> WHAT YOU HAVE TO DO: All of the entries below should be copied exactly as they appear.

[Opening LISTED ENTRIES section]

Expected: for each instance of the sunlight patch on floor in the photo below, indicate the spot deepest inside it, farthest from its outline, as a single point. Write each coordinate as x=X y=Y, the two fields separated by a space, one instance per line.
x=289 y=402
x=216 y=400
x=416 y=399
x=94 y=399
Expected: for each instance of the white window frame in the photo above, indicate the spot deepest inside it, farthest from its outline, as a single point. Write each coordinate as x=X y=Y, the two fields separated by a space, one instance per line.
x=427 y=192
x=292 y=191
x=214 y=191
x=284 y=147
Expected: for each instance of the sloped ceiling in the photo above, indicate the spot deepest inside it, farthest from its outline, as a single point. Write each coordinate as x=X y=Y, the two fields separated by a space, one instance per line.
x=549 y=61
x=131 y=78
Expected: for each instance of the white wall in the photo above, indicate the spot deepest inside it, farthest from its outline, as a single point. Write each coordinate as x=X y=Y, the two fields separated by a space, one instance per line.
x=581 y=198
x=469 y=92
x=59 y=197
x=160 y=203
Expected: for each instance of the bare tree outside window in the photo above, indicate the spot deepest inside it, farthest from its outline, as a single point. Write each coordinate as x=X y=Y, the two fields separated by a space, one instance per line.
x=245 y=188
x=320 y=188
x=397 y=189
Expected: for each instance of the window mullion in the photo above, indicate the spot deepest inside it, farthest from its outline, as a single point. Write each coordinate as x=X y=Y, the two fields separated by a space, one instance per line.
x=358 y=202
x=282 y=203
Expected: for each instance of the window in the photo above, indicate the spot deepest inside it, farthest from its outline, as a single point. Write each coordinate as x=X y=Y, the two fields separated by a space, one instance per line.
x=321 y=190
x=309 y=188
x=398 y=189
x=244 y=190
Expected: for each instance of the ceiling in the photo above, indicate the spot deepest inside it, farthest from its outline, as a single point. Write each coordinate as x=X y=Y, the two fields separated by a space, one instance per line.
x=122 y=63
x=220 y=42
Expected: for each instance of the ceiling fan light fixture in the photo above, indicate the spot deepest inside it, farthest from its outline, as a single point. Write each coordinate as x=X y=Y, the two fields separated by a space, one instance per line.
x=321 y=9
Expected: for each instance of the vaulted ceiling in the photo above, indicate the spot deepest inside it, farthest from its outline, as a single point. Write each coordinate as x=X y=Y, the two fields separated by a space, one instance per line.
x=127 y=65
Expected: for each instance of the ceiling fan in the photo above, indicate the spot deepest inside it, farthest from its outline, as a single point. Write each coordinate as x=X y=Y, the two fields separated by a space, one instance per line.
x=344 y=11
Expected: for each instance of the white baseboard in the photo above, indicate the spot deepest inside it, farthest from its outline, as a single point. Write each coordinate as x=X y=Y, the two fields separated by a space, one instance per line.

[Closing LISTED ENTRIES section]

> RESPONSE BOX:
Expected: for each instance of the sunlight patch on floor in the photo below, indicate the spot deepest inside it, farthest from its outline, as a single point. Write each coordinate as x=X y=Y, the two fields separated by a space, one instance per line.
x=289 y=402
x=216 y=400
x=416 y=399
x=94 y=399
Expected: for each instance of the white window frame in the photo above, indicate the spot deepest inside it, farthest from its outline, as a single point. Write each coordinate as x=X y=Y, the two fields separated by a space, one instance per line.
x=427 y=192
x=292 y=191
x=214 y=191
x=284 y=147
Expected: for each instance of the sloped ceiling in the photo above, indicate the spot deepest inside it, farthest from its outline, as a single point. Write each coordinate as x=X y=Y, the two fields separated by a space, one instance per line.
x=549 y=61
x=131 y=78
Expected: for each instance of the white wall in the photo above, indicate the spot deepest inside it, farthest from its outline, as a single point. Write each coordinate as x=X y=Y, the two fields separated by a space, one instance per line.
x=581 y=198
x=469 y=92
x=59 y=197
x=160 y=203
Expected: for each instance of the bare tree outside window in the photo above, indicate the spot deepest inside it, farthest from its outline, as a single point. Write each coordinate as x=X y=Y, the two fields separated by a space, one instance per line.
x=245 y=188
x=320 y=188
x=397 y=189
Expected: for each instance of the window mullion in the photo above, indicate the spot deepest inside it, farthest from its outline, as a single point. Write each coordinate as x=X y=Y, the two fields separated by a space, one instance per line.
x=358 y=202
x=282 y=203
Expected: for each instance of the window in the photo above, indicate the spot deepest inside it, farthest from its outline, as a single point. Write each coordinate as x=X y=Y, the two fields separated by a space, one instance per line.
x=321 y=190
x=309 y=188
x=398 y=189
x=244 y=190
Expected: for each instance of the ceiling in the photo above, indicate the spot deepest inside it, farthest from its outline, as a single point. Write each coordinate as x=X y=Y, the two fields separated by a space, one instance per line.
x=122 y=63
x=220 y=42
Expected: for each instance of the ceiling fan light fixture in the photo above, indicate the spot deepest inside it, farthest from its outline, as a single point. Write each coordinate as x=X y=Y, the two fields separated by a space, one instance per line.
x=321 y=9
Expected: for each instance of the vaulted ceiling in the photo above, indicate the spot deepest inside it, farthest from its outline, as a single point. Write each coordinate as x=X y=Y, the two fields separated by a space, one instance per line.
x=127 y=65
Expected: for each instance of the ceiling fan in the photo above, indicate the spot deepest inside it, farthest from its outline, as a single point. Write each coordinate as x=X y=Y, the two fields separated by a space, one instance per line.
x=344 y=11
Expected: for each instance of the white baseboard in the photo above, indicate the spot deepest inside it, farthest from its outline, as a single point. Write each coordinate as x=X y=Y, the two fields separated by a space, one instance per line.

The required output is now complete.